Document passage »

“WHY NOT? WOMEN GAIN THE RIGHT TO VOTE”
This exhibit commemorates the 100th anniversary of American women winning the right to vote and takes a closer look at what was happening on the local level in Falmouth. Its title comes from a letter Falmouth native Katharine Lee Bates wrote to the Lewiston Journal in 1917. The well-known professor, poet and author of “America the Beautiful” argued:
“Why not? Women are tax-payers, patriots, workers for every national cause,—why not citizens? Women may and do express their opinions freely on public questions, in home and school, from the platform and in the press,–why not through the ballot?”
The exhibit features a timeline of Falmouth suffrage and photos and memorabilia of outstanding local women who played a role in the movement. Women like Sylvia Donaldson, the first woman elected to the Massachusetts state legislature in 1923. She was born and buried in Falmouth. Mary (Dodd) Craig, Helen (Stone) Howland, Nellie (Powers) Burgess, Lena (Slawson) Drew and Zoulyne (Swindell) Milligan were also part of the pro-suffrage contingent.
Political cartoons and arguments for and against suffrage spark the debate and reveal some surprises. Mrs. Maisie (David) Weeks (1875-1946) owned a successful shop on Main Street for decades and employed several women there. Yet, from 1913-1915, the pioneering businesswoman is listed as the Falmouth contact person for the Massachusetts Association Opposed to the Further Extension of Suffrage to Women.

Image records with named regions

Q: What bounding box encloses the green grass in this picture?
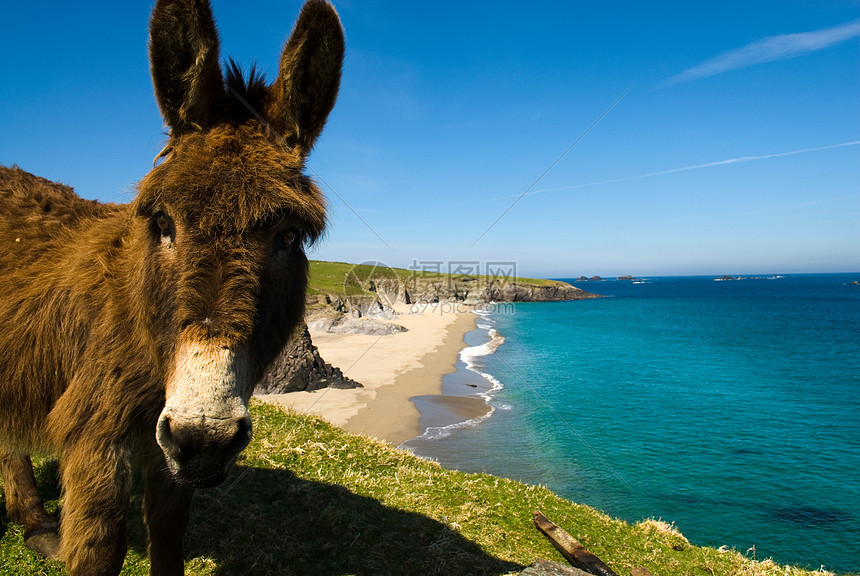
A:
[0,402,848,576]
[308,260,559,296]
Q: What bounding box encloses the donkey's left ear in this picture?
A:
[266,0,344,154]
[149,0,224,135]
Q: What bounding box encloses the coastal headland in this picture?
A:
[258,262,599,445]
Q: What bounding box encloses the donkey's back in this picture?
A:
[0,166,119,276]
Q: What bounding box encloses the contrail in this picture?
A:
[532,140,860,200]
[665,20,860,85]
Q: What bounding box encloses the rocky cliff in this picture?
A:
[254,264,600,394]
[254,326,361,394]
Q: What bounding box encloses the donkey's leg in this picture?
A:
[60,441,131,576]
[0,450,60,559]
[143,458,194,576]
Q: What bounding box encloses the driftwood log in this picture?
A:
[533,511,652,576]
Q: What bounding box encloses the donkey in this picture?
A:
[0,0,344,576]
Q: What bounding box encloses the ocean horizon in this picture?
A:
[404,273,860,572]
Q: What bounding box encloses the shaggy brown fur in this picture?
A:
[0,0,344,575]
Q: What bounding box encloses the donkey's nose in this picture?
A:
[156,413,251,487]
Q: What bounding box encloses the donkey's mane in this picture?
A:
[224,58,268,124]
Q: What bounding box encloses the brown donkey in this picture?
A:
[0,0,344,576]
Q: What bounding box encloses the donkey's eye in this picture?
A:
[155,212,170,236]
[278,229,299,250]
[152,210,174,243]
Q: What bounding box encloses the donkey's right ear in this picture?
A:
[266,0,344,154]
[149,0,224,135]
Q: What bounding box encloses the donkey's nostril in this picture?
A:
[228,415,251,454]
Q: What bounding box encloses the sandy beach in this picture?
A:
[260,305,489,445]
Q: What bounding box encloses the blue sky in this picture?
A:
[0,0,860,277]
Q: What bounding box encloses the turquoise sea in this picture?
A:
[405,273,860,572]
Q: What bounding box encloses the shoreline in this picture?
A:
[258,305,491,446]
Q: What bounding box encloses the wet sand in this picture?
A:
[260,306,489,445]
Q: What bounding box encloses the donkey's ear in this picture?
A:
[149,0,224,134]
[266,0,344,154]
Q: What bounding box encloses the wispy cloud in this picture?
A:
[667,20,860,84]
[531,140,860,194]
[454,140,860,206]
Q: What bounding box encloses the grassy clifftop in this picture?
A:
[0,402,840,576]
[308,261,595,303]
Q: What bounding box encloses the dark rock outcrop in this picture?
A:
[254,326,361,394]
[484,282,601,302]
[520,560,592,576]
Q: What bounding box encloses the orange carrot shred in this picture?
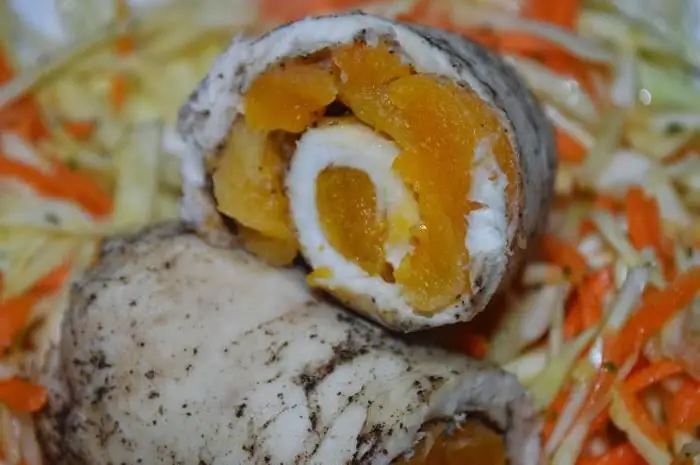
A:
[0,292,42,349]
[540,234,588,283]
[0,45,14,84]
[564,303,583,341]
[666,380,700,432]
[0,377,48,413]
[612,268,700,363]
[625,360,683,393]
[0,154,112,216]
[109,74,129,113]
[620,386,666,444]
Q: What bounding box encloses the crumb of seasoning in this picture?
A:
[666,121,685,135]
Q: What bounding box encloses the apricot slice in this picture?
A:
[238,226,299,266]
[393,420,506,465]
[316,167,387,275]
[212,121,296,262]
[243,61,337,133]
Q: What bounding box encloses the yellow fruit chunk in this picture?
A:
[244,61,337,133]
[213,121,296,262]
[333,43,411,142]
[333,44,516,313]
[316,167,387,275]
[238,226,299,266]
[393,421,506,465]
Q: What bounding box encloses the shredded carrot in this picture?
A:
[620,386,666,444]
[554,127,586,163]
[522,0,581,30]
[63,120,96,141]
[576,267,613,330]
[52,161,113,212]
[0,292,42,349]
[593,193,623,213]
[576,442,646,465]
[0,265,70,349]
[625,360,684,393]
[0,45,14,84]
[540,234,588,284]
[564,304,583,341]
[0,377,48,413]
[613,268,700,363]
[625,187,661,251]
[109,73,129,113]
[0,154,112,216]
[666,380,700,432]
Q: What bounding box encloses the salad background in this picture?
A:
[0,0,700,465]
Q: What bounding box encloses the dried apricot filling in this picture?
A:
[392,420,507,465]
[213,41,517,314]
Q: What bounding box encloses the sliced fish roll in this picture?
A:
[179,13,555,331]
[38,225,539,465]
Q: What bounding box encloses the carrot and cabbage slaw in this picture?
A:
[0,0,700,465]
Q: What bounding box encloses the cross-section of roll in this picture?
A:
[38,223,540,465]
[180,13,555,331]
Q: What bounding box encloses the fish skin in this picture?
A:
[178,12,557,332]
[37,224,540,465]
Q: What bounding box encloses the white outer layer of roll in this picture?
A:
[179,13,556,331]
[38,226,540,465]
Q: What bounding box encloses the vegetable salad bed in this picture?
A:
[0,0,700,465]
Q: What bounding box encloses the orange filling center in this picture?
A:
[213,43,517,313]
[393,420,506,465]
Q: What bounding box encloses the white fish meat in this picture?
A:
[37,225,540,465]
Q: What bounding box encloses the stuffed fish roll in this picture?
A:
[179,13,555,331]
[38,225,539,465]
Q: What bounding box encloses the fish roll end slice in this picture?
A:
[180,13,555,331]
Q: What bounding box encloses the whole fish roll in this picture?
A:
[179,13,555,331]
[37,225,540,465]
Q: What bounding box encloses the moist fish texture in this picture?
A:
[37,224,539,465]
[179,13,556,332]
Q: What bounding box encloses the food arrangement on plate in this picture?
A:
[0,0,700,465]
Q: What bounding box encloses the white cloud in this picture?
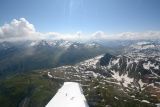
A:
[0,18,41,41]
[0,18,160,41]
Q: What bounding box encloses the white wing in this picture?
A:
[46,82,89,107]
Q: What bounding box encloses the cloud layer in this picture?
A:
[0,18,160,41]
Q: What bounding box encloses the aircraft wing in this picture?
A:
[46,82,89,107]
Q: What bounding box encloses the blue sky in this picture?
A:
[0,0,160,33]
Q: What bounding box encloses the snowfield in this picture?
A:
[46,82,89,107]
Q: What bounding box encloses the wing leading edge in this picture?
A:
[46,82,89,107]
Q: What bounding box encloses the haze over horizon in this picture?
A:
[0,0,160,41]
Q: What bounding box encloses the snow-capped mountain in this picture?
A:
[0,40,107,73]
[41,42,160,107]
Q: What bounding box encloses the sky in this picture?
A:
[0,0,160,34]
[0,0,160,41]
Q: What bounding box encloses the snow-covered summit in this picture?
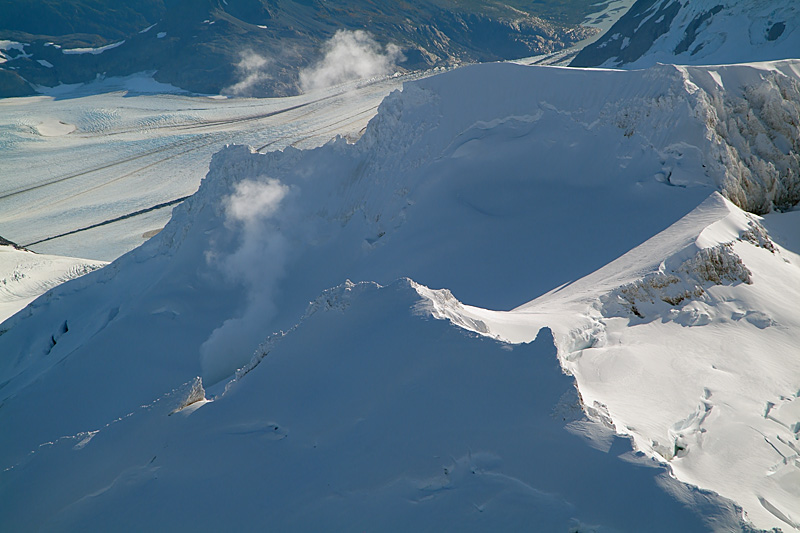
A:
[572,0,800,68]
[0,57,800,531]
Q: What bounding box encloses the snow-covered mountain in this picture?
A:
[571,0,800,68]
[0,0,593,97]
[0,56,800,531]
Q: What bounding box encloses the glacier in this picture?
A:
[0,51,800,531]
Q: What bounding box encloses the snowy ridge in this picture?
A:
[0,61,800,531]
[572,0,800,68]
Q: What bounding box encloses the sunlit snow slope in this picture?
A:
[0,61,800,531]
[0,70,419,261]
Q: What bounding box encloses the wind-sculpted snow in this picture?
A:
[0,62,800,531]
[572,0,800,68]
[0,280,740,532]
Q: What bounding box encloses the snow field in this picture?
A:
[0,58,800,531]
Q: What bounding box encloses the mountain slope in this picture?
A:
[0,61,800,531]
[0,0,591,96]
[571,0,800,68]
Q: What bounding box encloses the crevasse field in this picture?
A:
[0,5,800,532]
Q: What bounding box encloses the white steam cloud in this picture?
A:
[300,30,403,92]
[222,50,272,96]
[200,179,289,384]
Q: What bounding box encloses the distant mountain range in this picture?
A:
[571,0,800,68]
[0,0,596,97]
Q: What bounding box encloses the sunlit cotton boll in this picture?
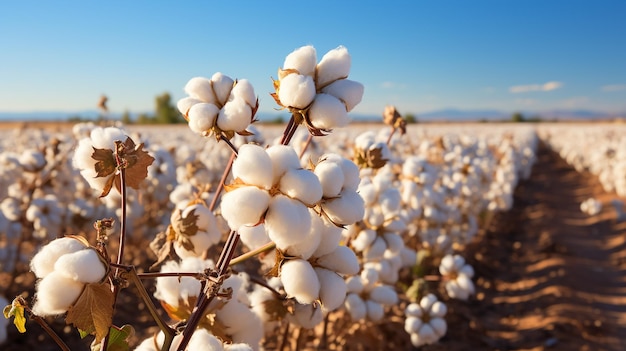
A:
[54,248,106,284]
[220,186,270,230]
[280,259,320,304]
[30,237,86,278]
[33,271,84,316]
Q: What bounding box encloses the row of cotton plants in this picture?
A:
[0,46,538,350]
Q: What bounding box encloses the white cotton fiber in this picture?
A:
[279,169,322,206]
[314,162,344,198]
[283,45,317,76]
[322,79,365,112]
[280,259,320,304]
[317,246,360,275]
[211,72,235,106]
[278,73,315,109]
[309,93,350,130]
[54,248,106,284]
[370,285,398,305]
[229,79,256,108]
[217,98,252,132]
[265,195,311,248]
[317,46,351,87]
[322,190,365,225]
[181,77,216,103]
[30,237,86,278]
[344,293,367,321]
[33,272,85,317]
[232,144,274,189]
[187,103,220,133]
[315,267,347,311]
[365,300,385,322]
[220,186,270,230]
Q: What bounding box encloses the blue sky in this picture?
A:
[0,0,626,116]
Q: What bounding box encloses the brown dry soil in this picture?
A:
[0,145,626,351]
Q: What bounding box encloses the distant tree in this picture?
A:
[155,92,184,124]
[511,112,526,123]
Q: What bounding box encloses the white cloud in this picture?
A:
[509,81,563,94]
[602,84,626,92]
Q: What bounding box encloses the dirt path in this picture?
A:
[450,145,626,350]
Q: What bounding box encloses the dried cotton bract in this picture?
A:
[273,46,364,135]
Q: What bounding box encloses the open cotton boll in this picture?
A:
[322,79,365,112]
[232,144,274,189]
[33,271,85,317]
[265,195,311,249]
[309,93,350,130]
[187,103,220,133]
[284,210,324,260]
[317,246,360,275]
[315,267,347,311]
[30,237,86,278]
[322,190,365,225]
[211,72,235,106]
[314,162,344,198]
[317,46,351,87]
[278,73,315,109]
[279,169,322,206]
[217,98,252,132]
[280,259,320,304]
[229,79,256,108]
[220,186,270,230]
[54,248,107,284]
[181,77,216,103]
[283,45,317,76]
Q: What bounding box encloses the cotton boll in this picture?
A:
[322,79,365,112]
[211,72,235,106]
[317,246,360,275]
[187,103,220,133]
[279,169,322,206]
[322,190,365,225]
[217,98,252,132]
[365,300,385,322]
[181,77,216,103]
[370,285,398,305]
[265,195,311,249]
[283,45,317,76]
[280,259,320,304]
[220,186,270,230]
[54,248,107,284]
[232,144,274,189]
[229,79,257,108]
[317,46,351,87]
[278,73,315,109]
[33,272,85,317]
[314,162,344,198]
[30,237,86,278]
[309,93,350,130]
[315,267,347,311]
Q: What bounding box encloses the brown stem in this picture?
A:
[209,152,237,211]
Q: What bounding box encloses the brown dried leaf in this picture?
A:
[65,283,113,340]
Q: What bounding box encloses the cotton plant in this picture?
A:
[404,294,448,347]
[439,255,476,300]
[273,45,364,135]
[177,72,258,139]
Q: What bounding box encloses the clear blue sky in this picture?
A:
[0,0,626,115]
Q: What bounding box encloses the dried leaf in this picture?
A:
[91,147,117,178]
[65,283,113,340]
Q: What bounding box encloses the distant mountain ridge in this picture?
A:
[0,109,626,122]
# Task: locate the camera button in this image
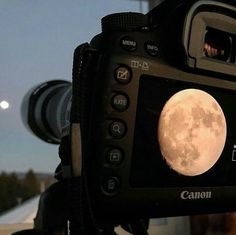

Goal 1 » Reproduce the part of the suffrage exhibit text that starts with "Political cartoons and" and goes on through "Suffrage to Women.".
Goal 2 » Using the suffrage exhibit text, mark each statement yes or no and quote the words that decide it: (a) Sylvia Donaldson was the first woman elected to the Massachusetts state legislature. (b) Katharine Lee Bates sent her 1917 letter to the Boston Globe. (c) Maisie Weeks ran a shop on Main Street.
Goal 3 » According to the suffrage exhibit text, what organization listed Maisie Weeks as its Falmouth contact person from 1913 to 1915?

Response 1 »
Political cartoons and arguments for and against suffrage spark the debate and reveal some surprises. Mrs. Maisie (David) Weeks (1875-1946) owned a successful shop on Main Street for decades and employed several women there. Yet, from 1913-1915, the pioneering businesswoman is listed as the Falmouth contact person for the Massachusetts Association Opposed to the Further Extension of Suffrage to Women.

Response 2 »
(a) Yes: "Sylvia Donaldson, the first woman elected to the Massachusetts state legislature in 1923."
(b) No: "a letter Falmouth native Katharine Lee Bates wrote to the Lewiston Journal in 1917."
(c) Yes: "owned a successful shop on Main Street for decades."

Response 3 » The Massachusetts Association Opposed to the Further Extension of Suffrage to Women.